- EXERCISE DETAILS
For this exercise, transcribe all the entries exactly as given and omit the images.

------ DATA SHOWN

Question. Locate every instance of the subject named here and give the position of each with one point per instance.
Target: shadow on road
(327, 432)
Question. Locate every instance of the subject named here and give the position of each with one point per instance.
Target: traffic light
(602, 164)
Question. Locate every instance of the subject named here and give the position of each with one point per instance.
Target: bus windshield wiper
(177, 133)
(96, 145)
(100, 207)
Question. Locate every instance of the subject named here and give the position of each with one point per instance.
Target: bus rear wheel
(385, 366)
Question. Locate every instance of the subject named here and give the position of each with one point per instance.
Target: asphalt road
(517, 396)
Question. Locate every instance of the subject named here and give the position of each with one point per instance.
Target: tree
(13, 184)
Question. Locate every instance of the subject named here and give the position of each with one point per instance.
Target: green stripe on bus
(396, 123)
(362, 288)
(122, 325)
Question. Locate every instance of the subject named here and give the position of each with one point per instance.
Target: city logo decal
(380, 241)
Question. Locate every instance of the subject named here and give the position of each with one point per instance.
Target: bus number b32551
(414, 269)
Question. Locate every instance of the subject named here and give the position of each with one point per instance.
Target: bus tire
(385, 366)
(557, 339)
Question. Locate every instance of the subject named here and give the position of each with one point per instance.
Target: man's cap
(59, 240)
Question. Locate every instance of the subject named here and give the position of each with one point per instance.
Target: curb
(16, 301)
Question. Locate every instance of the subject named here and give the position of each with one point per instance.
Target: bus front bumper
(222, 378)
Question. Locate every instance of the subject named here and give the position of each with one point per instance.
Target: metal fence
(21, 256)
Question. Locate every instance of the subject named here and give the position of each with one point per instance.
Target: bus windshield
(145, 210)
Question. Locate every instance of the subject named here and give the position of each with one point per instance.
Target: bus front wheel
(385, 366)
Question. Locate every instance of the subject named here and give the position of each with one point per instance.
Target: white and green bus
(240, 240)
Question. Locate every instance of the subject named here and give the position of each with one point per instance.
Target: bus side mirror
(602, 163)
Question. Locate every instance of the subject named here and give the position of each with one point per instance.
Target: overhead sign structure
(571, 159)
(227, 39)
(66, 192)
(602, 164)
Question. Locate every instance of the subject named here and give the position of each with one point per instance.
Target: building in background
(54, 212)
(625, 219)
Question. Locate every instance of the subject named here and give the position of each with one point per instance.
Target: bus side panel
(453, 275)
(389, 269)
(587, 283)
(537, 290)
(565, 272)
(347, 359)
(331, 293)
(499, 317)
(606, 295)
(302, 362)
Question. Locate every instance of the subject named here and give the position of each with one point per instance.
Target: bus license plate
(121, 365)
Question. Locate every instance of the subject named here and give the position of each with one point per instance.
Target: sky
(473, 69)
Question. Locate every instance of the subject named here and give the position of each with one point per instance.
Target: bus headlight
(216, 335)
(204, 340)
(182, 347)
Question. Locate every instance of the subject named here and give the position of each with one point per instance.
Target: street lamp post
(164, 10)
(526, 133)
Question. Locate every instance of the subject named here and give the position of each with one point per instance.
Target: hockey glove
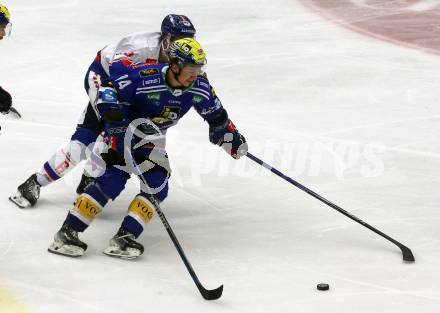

------------

- YOUR SOLUTION
Question. Locate every instance of the subject named here and give the position of each with one point per instance.
Target: shadow on road
(327, 432)
Question. Locate every instance of the subject named here and give the position of each with one point per instance.
Target: traffic light
(602, 164)
Question. Locate every instance of the subject named here and give the position of each with one point per instance.
Target: bus windshield wiper
(177, 133)
(96, 145)
(100, 207)
Question. Locate every instance of the subject named here and give the position of each with one point per instance.
Target: bus rear wheel
(385, 366)
Question. Locate every instance of the subject named here and give the position of each with one point per instance.
Target: asphalt road
(517, 396)
Question. Locate every instance of the subject named here and give the position of each with one point per instance.
Target: tree
(13, 184)
Question. Locate every instance of the subject named here and give the position of each with one point per instance.
Target: green stripe on bus
(396, 123)
(362, 288)
(122, 325)
Question. Locate every instance of the subject named here and give the position of each with one point per instance.
Target: city logo decal
(380, 241)
Question. Locate every instance of the subject named here and give the position of each with one point per instance.
Target: bus number b32551
(414, 269)
Question. Locate every instance of the subject named here and give the position of each with one point per instance.
Target: bus tire
(385, 366)
(557, 339)
Question. Locate every instance of the subject named here and give the position of each with one point per instance.
Target: man's cap
(59, 240)
Question. Locate every instance of the subject named here and give the position of each with one point per instance.
Target: curb
(16, 301)
Question. Locate every instance of the subject named here and give the position of each with one point per instance.
Target: bus front bumper
(222, 378)
Question. Locate every instance of the subject named here and give the position of each with one point per instance.
Target: metal fence
(21, 256)
Question. Locate every instance of the subject named here and give the position of each with one point per instance.
Target: bus windshield
(145, 210)
Question. Locate every instance of the subject named here and give the position of each with one point per instance.
Target: bus front wheel
(385, 366)
Question. Locate every instance of the subject named here and give the position of each with one point per instance.
Target: white and green bus
(240, 240)
Question. Locate every instance of the subject named here and give the position of each with one point per instance.
Target: bus side mirror
(602, 163)
Question. Locate every instance of the subject named here and give the position of each with one point per instance.
Target: overhead sign structure
(571, 159)
(227, 39)
(66, 192)
(602, 164)
Question. Locate every instance of the subject named here and give the position of each with one point per instance.
Target: building in background
(54, 212)
(625, 219)
Question. Locate every instance of the subject named here and give the position of each with one point per instance.
Target: bus side panel
(453, 275)
(389, 269)
(587, 283)
(537, 290)
(565, 272)
(347, 359)
(331, 293)
(499, 317)
(606, 295)
(302, 362)
Question. Locate every instance of the subject named here and give the position of each with one point per instance.
Target: bus license plate
(121, 365)
Question. Locate every instance of the subject named here and give the position of each with one point per instance.
Target: sky
(473, 69)
Question. Locate every instance of the subject named here and give the position of each with one point per instance.
Target: bus headlight
(216, 335)
(204, 340)
(182, 347)
Question. Locate every instance of the subject named here and give the position of each with one point per instance.
Target: street lamp post
(164, 10)
(526, 133)
Question. Locate every instance of the subject named here and give the position of each with one point per instance.
Target: hockey glove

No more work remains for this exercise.